Did I do it right? Should I change something in my notation?

Answer 1

A more straightforward way to solve this would be to use that two nonzero complex numbers are equal if and only if their modules are equal, and their arguments are equal modulo $2\pi$ in the following way.

Write

$$z=re^{i\theta},$$

and note that your equation then reads

$$r^ne^{in\theta}=1.$$

Since $r^n=\lvert z^n\rvert=1$ by matching modulo, we have that $r=1$, and so $z=e^{i\theta}\ne0$. Furthermore, by matching arguments,

$$\exists k\in\mathbb{Z},\quad n\theta=2\pi k,$$

i.e.

$$\exists k\in\mathbb{Z},\quad\theta=\frac{2\pi k}n.$$

This gives the possible solutions as

$$z=e^{i\frac{2\pi k}{n}}$$

for $k\in\mathbb{Z}$. It is also easy to check (by plugging into the original equation) that these are indeed solutions for any choice of $k\in\mathbb{Z}$. Finally, notice that

$$e^{i\frac{2\pi (k+n)}{n}}=e^{i\frac{2\pi k}{n}}e^{i2\pi}=e^{i\frac{2\pi k}{n}},$$

and so there are only $n$ solutions, which can be found by taking, for example, $k=0,1,\dots, n-1$.

Goal a — Return the entries below verbatim, from the line that contains "In the photo above, where can the textured" through the end of the entries, with both of those lines included. Leave the pictures out.

Data to use —
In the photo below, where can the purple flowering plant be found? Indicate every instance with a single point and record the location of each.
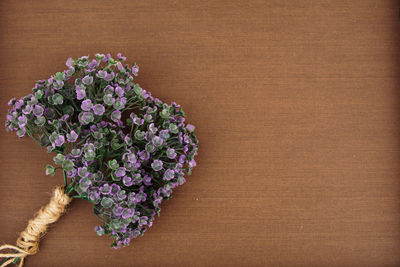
(116, 145)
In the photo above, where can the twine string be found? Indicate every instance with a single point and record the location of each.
(28, 241)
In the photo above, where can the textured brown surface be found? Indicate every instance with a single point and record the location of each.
(297, 108)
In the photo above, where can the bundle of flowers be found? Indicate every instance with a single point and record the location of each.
(118, 146)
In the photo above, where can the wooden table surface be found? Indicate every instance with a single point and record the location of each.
(296, 106)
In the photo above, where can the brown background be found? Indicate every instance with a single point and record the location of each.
(297, 108)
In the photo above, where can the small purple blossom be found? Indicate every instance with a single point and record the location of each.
(135, 70)
(102, 74)
(157, 165)
(72, 136)
(80, 92)
(88, 80)
(124, 167)
(98, 109)
(87, 105)
(38, 110)
(116, 115)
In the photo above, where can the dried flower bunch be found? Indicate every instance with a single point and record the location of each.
(117, 146)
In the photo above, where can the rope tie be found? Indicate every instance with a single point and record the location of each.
(28, 241)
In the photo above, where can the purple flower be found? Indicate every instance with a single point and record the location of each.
(98, 109)
(72, 136)
(192, 163)
(127, 213)
(120, 172)
(59, 141)
(182, 159)
(127, 181)
(135, 70)
(105, 189)
(22, 121)
(110, 76)
(190, 127)
(87, 105)
(169, 175)
(93, 64)
(116, 115)
(171, 153)
(157, 165)
(108, 99)
(85, 118)
(87, 80)
(80, 92)
(144, 155)
(157, 141)
(82, 172)
(21, 132)
(38, 111)
(69, 63)
(119, 91)
(120, 67)
(11, 102)
(101, 74)
(27, 110)
(120, 57)
(58, 84)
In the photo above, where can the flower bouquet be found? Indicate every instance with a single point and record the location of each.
(117, 146)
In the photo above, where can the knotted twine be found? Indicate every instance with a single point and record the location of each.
(28, 241)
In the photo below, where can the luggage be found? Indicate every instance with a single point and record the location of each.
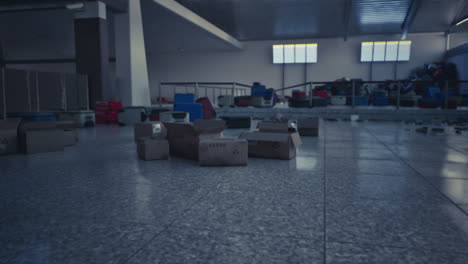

Goal b — According to the worked answer on complex roots, how many distinct solutions are there, and which values of k give them?

Reply a —
In the photo above, where can the textured brown surface be found? Indicate every instance with a single point and record the location of each.
(297, 108)
In the photo above, where can the bundle of flowers be found? Indicate every instance with a single point and record the location of each.
(118, 146)
In the photo above, where can the wooden table surface be found? Indicate every instance with a single point and record the location of each.
(296, 106)
In the photo above, where can the brown background be found? Indicate every instance with a single point and record the location of each.
(297, 108)
In the photo above, where can the small purple blossom be found? Indicate every instance with a single point and record the location of each.
(135, 70)
(102, 74)
(157, 165)
(72, 136)
(80, 92)
(88, 80)
(124, 167)
(98, 109)
(87, 105)
(38, 110)
(116, 115)
In the photo above, where can the dried flower bunch be found? Indicate every instance with a single point and record the location of each.
(117, 146)
In the photo above, where can the rope tie be found? Indicate every instance with a single point and record the location of each.
(28, 241)
In the photo above, where can the purple flower be found? Indicate every instance with a single point and record the location of each.
(98, 109)
(72, 136)
(192, 163)
(127, 213)
(120, 172)
(59, 141)
(182, 159)
(127, 181)
(135, 70)
(105, 189)
(22, 121)
(110, 76)
(190, 127)
(87, 105)
(169, 175)
(93, 64)
(116, 115)
(171, 153)
(157, 165)
(108, 99)
(85, 118)
(87, 80)
(80, 92)
(144, 155)
(157, 141)
(82, 172)
(21, 132)
(38, 111)
(69, 63)
(119, 91)
(120, 67)
(11, 102)
(101, 74)
(27, 110)
(120, 57)
(58, 84)
In the photo above, where can the flower bouquet be found? Indicate every instance with a single point and record the location of each.
(117, 146)
In the photo above, where can the knotted twine be found? Indicate every instance with a single point and record the location of each.
(28, 241)
In the photo below, where can the luggage be found? Indicate every instance with a single point and record the location of each.

Reply b — There are only $n$ solutions, which can be found by taking, for example, $k=0,1,\dots,n-1$.